● Short task
Output all lines exactly.

● Dataset records
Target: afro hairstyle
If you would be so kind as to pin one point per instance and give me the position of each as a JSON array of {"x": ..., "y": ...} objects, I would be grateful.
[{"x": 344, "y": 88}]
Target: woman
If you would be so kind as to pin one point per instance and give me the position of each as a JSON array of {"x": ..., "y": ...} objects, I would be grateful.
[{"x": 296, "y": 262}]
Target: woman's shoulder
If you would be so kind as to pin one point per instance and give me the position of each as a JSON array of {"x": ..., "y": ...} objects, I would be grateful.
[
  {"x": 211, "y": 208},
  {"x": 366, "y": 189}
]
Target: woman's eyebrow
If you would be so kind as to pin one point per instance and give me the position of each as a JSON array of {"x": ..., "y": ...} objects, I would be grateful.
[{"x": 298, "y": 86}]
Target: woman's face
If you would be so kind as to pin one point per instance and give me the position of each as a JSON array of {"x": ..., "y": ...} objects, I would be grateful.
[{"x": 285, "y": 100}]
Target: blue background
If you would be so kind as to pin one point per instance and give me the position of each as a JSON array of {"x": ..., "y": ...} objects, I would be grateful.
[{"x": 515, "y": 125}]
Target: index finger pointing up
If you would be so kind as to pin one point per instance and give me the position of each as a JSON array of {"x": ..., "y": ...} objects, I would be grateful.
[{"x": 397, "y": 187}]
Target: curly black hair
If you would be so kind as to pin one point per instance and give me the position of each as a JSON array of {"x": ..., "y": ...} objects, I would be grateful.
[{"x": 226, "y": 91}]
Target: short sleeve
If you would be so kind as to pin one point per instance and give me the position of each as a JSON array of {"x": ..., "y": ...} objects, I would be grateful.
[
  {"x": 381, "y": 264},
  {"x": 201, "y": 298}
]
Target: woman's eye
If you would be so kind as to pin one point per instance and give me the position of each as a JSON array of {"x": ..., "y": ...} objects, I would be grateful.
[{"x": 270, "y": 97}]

● The result
Target: afro hairstyle
If you would be so kind as to pin one point per instance and give me the position of each as a JSON array of {"x": ..., "y": ...} objects, I would be grateful.
[{"x": 344, "y": 88}]
Target: woman
If you would be so kind as to pin one point per instance and give me the position of each as a JSON array of {"x": ..., "y": ...} objects, I would be grateful.
[{"x": 296, "y": 262}]
Target: woman's shoulder
If you would be so kind as to pin one point per instance and give me the position of each as a JSON array of {"x": ..., "y": ...} objects, I would be grateful.
[
  {"x": 211, "y": 208},
  {"x": 366, "y": 189}
]
Target: woman's eyebrow
If you would be so kind as to pin one point per instance and give me the position of each as a JSON array of {"x": ..., "y": ...} objects, I would be grateful.
[{"x": 298, "y": 86}]
Target: woman's face
If you would be so kind as to pin one point per instance and give me the position of each as a JSON array of {"x": ..., "y": ...} objects, I would be grateful.
[{"x": 285, "y": 100}]
Target: blue background
If you would be so kind as to pin one point per instance and give me the position of each as a JSON array of {"x": ..., "y": ...} objects, I would be grateful.
[{"x": 515, "y": 125}]
Target: index finger pointing up
If you would be so kind as to pin one point per instance and give me the position of each as a JSON array of {"x": ..., "y": ...} objects, I would be grateful.
[{"x": 397, "y": 187}]
Target: curly black hair
If you would be so kind as to pin one point per instance and give me the position of each as a JSON array of {"x": ..., "y": ...} objects, I would be grateful.
[{"x": 226, "y": 91}]
Target: short sleeve
If you would be so kind as to pin one point per instance and give me the position of each as a JSON array of {"x": ..., "y": ...} objects, I would be grateful.
[
  {"x": 381, "y": 264},
  {"x": 201, "y": 298}
]
Target: woman's eye
If you would be so kind as to pin one point per instance and give me the position of each as a JSON array of {"x": ..., "y": ...} objects, I would be grateful.
[{"x": 270, "y": 97}]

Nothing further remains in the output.